Somewhere below are a line with "the player's green" and a later line with "x=54, y=176". Output exactly those lines and all lines between them.

Input:
########
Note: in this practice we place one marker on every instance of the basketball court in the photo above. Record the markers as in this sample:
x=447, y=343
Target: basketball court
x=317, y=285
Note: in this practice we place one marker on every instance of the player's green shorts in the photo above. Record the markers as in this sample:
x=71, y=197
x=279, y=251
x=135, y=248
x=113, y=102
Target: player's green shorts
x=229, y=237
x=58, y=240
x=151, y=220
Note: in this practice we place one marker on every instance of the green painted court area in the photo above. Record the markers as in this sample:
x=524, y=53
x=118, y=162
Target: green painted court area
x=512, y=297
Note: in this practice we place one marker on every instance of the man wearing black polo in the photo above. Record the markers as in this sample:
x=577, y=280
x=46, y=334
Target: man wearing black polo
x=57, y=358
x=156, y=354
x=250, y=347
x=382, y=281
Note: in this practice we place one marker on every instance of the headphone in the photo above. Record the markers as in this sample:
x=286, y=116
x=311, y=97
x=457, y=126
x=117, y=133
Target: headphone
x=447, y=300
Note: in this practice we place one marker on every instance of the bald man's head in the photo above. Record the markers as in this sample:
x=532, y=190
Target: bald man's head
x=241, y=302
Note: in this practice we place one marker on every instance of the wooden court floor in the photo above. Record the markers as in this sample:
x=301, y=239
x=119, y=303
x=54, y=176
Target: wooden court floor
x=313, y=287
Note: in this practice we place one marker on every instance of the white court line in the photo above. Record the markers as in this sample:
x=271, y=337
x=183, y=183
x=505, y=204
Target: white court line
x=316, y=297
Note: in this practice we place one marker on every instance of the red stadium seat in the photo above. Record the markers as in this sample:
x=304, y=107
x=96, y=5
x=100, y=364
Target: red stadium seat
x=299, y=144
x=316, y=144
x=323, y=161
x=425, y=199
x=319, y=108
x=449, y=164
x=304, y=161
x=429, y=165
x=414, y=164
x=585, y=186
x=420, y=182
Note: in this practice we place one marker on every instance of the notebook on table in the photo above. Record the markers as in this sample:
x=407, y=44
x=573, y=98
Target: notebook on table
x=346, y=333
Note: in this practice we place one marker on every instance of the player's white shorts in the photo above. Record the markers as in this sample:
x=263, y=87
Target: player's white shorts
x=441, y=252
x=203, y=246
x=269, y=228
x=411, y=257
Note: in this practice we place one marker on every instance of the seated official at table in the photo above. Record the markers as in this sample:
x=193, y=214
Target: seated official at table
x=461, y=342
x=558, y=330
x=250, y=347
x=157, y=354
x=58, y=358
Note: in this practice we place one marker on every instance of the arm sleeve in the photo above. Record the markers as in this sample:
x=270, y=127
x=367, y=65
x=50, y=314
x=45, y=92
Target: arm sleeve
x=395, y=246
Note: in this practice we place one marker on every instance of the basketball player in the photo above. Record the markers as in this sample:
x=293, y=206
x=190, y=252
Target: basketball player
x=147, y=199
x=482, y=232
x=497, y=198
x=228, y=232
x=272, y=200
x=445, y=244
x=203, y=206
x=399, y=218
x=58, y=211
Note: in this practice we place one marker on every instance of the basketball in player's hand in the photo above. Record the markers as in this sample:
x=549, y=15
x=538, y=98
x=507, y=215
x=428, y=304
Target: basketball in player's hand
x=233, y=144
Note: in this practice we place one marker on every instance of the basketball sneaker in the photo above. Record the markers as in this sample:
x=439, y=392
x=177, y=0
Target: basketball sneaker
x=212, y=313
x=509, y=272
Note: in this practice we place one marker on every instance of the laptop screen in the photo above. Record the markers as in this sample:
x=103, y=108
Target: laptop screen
########
Problem solution:
Note: in this practice we place one marker on every instance of the player's green shorts in the photo above. Record the markers as in this sample:
x=71, y=197
x=279, y=251
x=135, y=248
x=113, y=102
Target: player's green shorts
x=229, y=237
x=58, y=240
x=151, y=220
Note: in this practice we place one marker on every instance of the green painted court area in the photo above. Record the markers as in this sample:
x=524, y=53
x=118, y=162
Target: green painted court area
x=512, y=297
Note: in this practice we place one marker on every instance of the man wearing black polo in the photo above. Record the markers as in this sample:
x=577, y=280
x=46, y=334
Target: man wearing black polo
x=57, y=358
x=156, y=354
x=250, y=347
x=382, y=281
Note: in this practice we place one marker on every instance of the headphone in the photo above. Record the markers as in this sample:
x=286, y=116
x=311, y=97
x=457, y=126
x=117, y=133
Target: headphone
x=447, y=300
Note: in this practice we place one marker on every instance of the bald man's head in the photo above. Record the markers as in this sample:
x=532, y=190
Target: bald man's head
x=241, y=302
Note: in this practice we place one marker on every instance of the wooden court floor in the photo above. Record the markers as in this sample:
x=301, y=239
x=119, y=303
x=54, y=176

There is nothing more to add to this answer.